[Stored data]
- - - - - - -

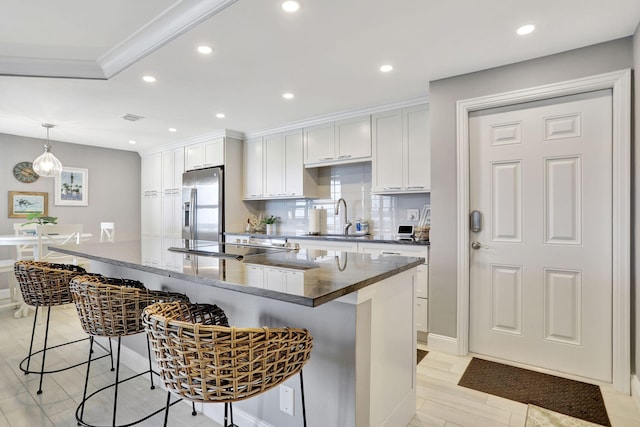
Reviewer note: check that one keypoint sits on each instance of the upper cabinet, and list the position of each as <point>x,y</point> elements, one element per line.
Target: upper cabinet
<point>401,151</point>
<point>274,168</point>
<point>205,154</point>
<point>343,141</point>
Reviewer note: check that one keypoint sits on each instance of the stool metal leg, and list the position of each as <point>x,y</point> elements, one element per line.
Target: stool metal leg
<point>44,353</point>
<point>33,332</point>
<point>115,395</point>
<point>150,367</point>
<point>86,379</point>
<point>304,411</point>
<point>166,410</point>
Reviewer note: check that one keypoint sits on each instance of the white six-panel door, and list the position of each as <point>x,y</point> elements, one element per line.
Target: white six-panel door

- - - - - - -

GIVEN TASK →
Transcribe every line of the stored data above word for word, but leave the pictures out.

FULL ANSWER →
Reviewer note: check that one keypoint sits on each instance of the upper cabinet, and list the position of each as <point>x,y</point> elements, one element per line.
Target: upper cabinet
<point>401,151</point>
<point>274,168</point>
<point>205,154</point>
<point>343,141</point>
Reviewer note: check that one keypoint sits on each instance of the stool metal leg, and list the position of each as <point>x,y</point> elements, one element per line.
Target: stool metal leg
<point>44,353</point>
<point>33,332</point>
<point>115,395</point>
<point>150,367</point>
<point>86,379</point>
<point>304,411</point>
<point>166,410</point>
Reviewer note: check that one keypoint sits on each instance of the white six-panel door, and list the position of each as <point>x,y</point> elements, one element per line.
Target: white six-panel door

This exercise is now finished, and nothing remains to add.